**Records of labeled points:**
□ □ □ □

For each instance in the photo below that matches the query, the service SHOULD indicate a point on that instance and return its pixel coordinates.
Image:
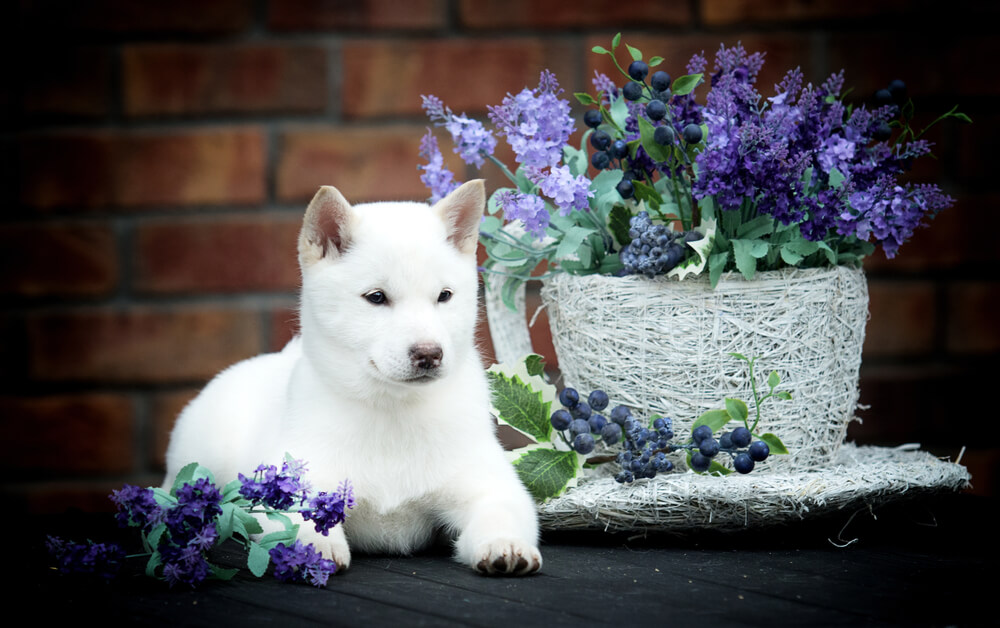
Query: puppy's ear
(462, 212)
(326, 229)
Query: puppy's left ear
(462, 212)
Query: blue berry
(743, 463)
(569, 397)
(700, 433)
(663, 135)
(598, 400)
(700, 462)
(583, 443)
(561, 419)
(638, 69)
(579, 426)
(692, 133)
(759, 450)
(709, 447)
(597, 423)
(619, 414)
(741, 437)
(600, 160)
(611, 433)
(660, 81)
(656, 110)
(632, 91)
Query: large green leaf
(547, 472)
(520, 406)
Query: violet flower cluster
(795, 179)
(179, 528)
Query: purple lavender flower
(277, 489)
(436, 177)
(101, 559)
(329, 509)
(528, 208)
(536, 123)
(136, 507)
(473, 142)
(301, 563)
(569, 192)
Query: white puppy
(384, 388)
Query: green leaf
(547, 472)
(520, 406)
(715, 419)
(773, 443)
(618, 223)
(746, 253)
(737, 409)
(535, 364)
(258, 559)
(571, 242)
(684, 85)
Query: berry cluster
(643, 450)
(739, 444)
(652, 102)
(583, 421)
(655, 249)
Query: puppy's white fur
(391, 396)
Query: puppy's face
(393, 291)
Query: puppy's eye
(376, 297)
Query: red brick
(972, 317)
(387, 77)
(353, 15)
(903, 318)
(364, 163)
(57, 260)
(255, 253)
(87, 433)
(165, 407)
(204, 79)
(560, 14)
(126, 16)
(135, 169)
(784, 51)
(718, 12)
(140, 345)
(71, 81)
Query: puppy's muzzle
(426, 357)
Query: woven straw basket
(661, 346)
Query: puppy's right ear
(326, 228)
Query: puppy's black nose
(426, 357)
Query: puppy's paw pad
(508, 558)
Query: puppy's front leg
(498, 533)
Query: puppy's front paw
(333, 547)
(507, 557)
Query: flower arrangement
(738, 182)
(180, 526)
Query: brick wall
(157, 157)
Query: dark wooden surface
(925, 562)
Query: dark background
(157, 156)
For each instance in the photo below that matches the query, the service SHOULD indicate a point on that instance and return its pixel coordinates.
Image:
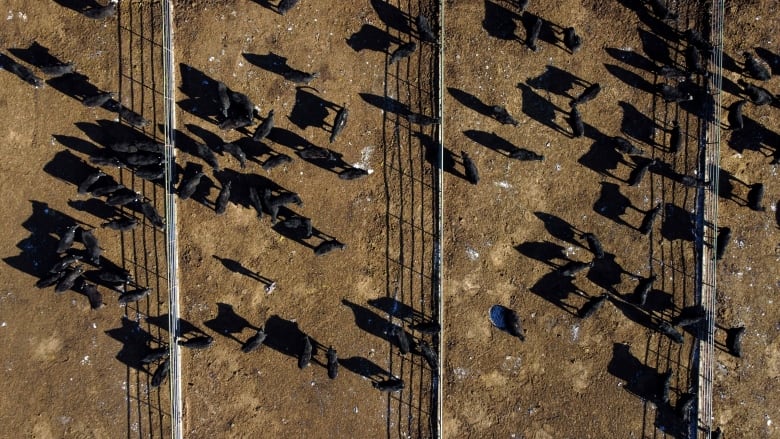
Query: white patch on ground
(460, 373)
(365, 156)
(511, 364)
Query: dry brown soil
(69, 371)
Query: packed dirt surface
(70, 371)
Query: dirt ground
(74, 372)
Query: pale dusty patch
(47, 349)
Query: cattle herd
(82, 267)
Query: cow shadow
(432, 155)
(606, 273)
(78, 5)
(365, 368)
(239, 268)
(387, 104)
(543, 251)
(546, 33)
(369, 321)
(632, 58)
(75, 85)
(557, 81)
(470, 101)
(540, 109)
(499, 22)
(202, 97)
(559, 228)
(68, 167)
(396, 308)
(655, 47)
(635, 124)
(630, 78)
(392, 16)
(612, 204)
(135, 341)
(185, 327)
(228, 323)
(310, 109)
(285, 337)
(331, 161)
(602, 157)
(677, 223)
(38, 251)
(556, 289)
(641, 380)
(772, 59)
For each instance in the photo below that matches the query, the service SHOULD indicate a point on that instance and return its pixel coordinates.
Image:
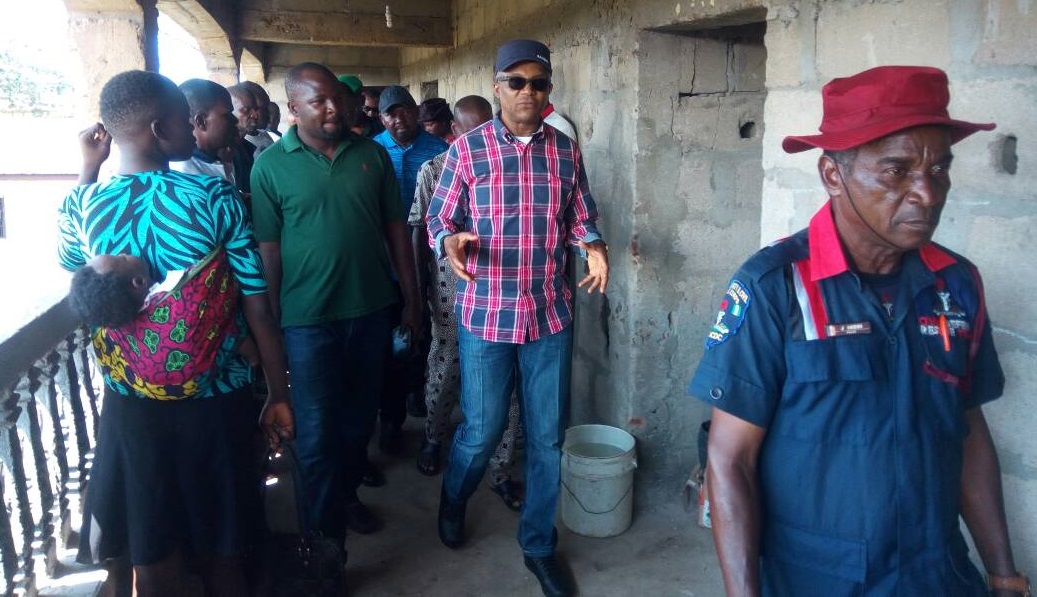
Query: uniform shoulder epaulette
(777, 255)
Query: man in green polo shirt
(326, 209)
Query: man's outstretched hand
(278, 423)
(597, 266)
(453, 246)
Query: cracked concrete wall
(990, 56)
(681, 212)
(662, 191)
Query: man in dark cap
(331, 231)
(410, 146)
(512, 198)
(435, 115)
(846, 368)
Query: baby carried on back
(166, 344)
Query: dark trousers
(336, 380)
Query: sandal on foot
(428, 458)
(510, 492)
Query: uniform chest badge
(948, 319)
(731, 314)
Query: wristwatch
(1018, 584)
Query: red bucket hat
(879, 102)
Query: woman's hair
(105, 300)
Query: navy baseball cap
(515, 51)
(395, 95)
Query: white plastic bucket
(597, 480)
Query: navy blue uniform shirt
(864, 406)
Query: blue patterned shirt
(407, 161)
(171, 221)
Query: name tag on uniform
(855, 329)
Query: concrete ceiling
(263, 35)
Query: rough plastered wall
(989, 52)
(672, 253)
(636, 348)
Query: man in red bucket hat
(846, 367)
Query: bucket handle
(584, 508)
(631, 465)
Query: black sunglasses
(519, 83)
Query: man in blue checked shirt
(409, 146)
(512, 198)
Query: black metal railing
(49, 404)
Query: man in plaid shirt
(512, 198)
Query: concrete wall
(678, 220)
(670, 177)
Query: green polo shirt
(330, 218)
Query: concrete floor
(664, 553)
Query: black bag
(295, 563)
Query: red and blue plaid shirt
(527, 203)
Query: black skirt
(168, 476)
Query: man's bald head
(262, 102)
(245, 109)
(471, 111)
(302, 75)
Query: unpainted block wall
(680, 217)
(662, 189)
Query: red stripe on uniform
(817, 309)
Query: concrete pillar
(112, 37)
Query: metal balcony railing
(49, 401)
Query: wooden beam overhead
(344, 28)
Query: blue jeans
(489, 372)
(336, 382)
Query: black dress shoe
(451, 521)
(416, 405)
(554, 580)
(390, 438)
(372, 476)
(359, 518)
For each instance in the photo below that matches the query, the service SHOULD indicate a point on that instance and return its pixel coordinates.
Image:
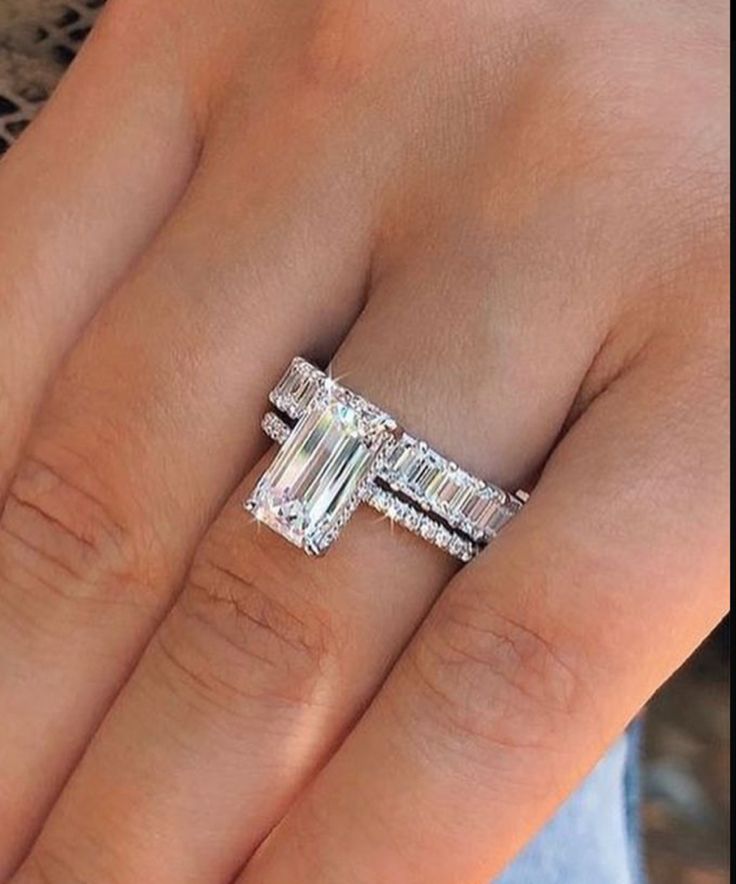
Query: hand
(507, 221)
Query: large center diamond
(311, 486)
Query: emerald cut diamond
(339, 450)
(313, 485)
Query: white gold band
(344, 451)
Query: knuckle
(256, 612)
(492, 678)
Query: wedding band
(338, 450)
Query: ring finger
(267, 657)
(146, 431)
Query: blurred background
(686, 774)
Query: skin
(506, 222)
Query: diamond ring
(338, 450)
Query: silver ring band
(342, 451)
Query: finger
(152, 421)
(538, 654)
(267, 657)
(81, 193)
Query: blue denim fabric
(594, 838)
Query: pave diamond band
(339, 450)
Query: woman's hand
(508, 222)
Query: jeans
(594, 837)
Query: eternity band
(338, 450)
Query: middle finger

□ □ □ □

In the records above, locate the line containing "Query: man in red bucket hat", then copy exactly that line and every line after it through the end, omitting pictures.

Query: man in red bucket hat
(846, 367)
Query: bucket handle
(584, 508)
(631, 465)
Query: black sunglasses
(519, 83)
Query: man in blue checked shirt
(409, 146)
(512, 198)
Query: black metal railing
(49, 404)
Query: man in plaid shirt
(512, 198)
Query: concrete wall
(678, 220)
(670, 177)
Query: green polo shirt
(330, 218)
Query: concrete floor
(664, 553)
Query: black bag
(295, 563)
Query: red and blue plaid shirt
(527, 203)
Query: black skirt
(168, 476)
Query: man's bald head
(262, 102)
(245, 109)
(471, 111)
(302, 75)
Query: unpainted block wall
(680, 217)
(662, 189)
Query: red stripe on uniform
(817, 309)
Query: concrete pillar
(112, 37)
Query: metal balcony railing
(49, 401)
Query: wooden beam overhead
(344, 28)
Query: blue jeans
(489, 372)
(336, 382)
Query: black dress shoe
(451, 521)
(416, 405)
(554, 580)
(390, 438)
(372, 476)
(359, 518)
For each instance in the photo below that matches the query, the service SHOULD indicate a point on that instance and return its pixel coordinates.
Image:
Query: hand
(507, 221)
Query: large center diamond
(311, 486)
Query: emerald cut diamond
(339, 450)
(313, 485)
Query: white gold band
(344, 451)
Query: knuckle
(256, 612)
(492, 678)
Query: wedding band
(338, 450)
Query: ring finger
(267, 657)
(146, 431)
Query: blurred background
(686, 774)
Query: skin
(506, 222)
Query: diamond ring
(338, 450)
Query: silver ring band
(342, 451)
Query: finger
(152, 421)
(538, 654)
(267, 657)
(81, 193)
Query: blue denim fabric
(594, 838)
Query: pave diamond band
(339, 450)
Query: woman's hand
(508, 222)
Query: jeans
(594, 837)
Query: eternity band
(338, 450)
Query: middle finger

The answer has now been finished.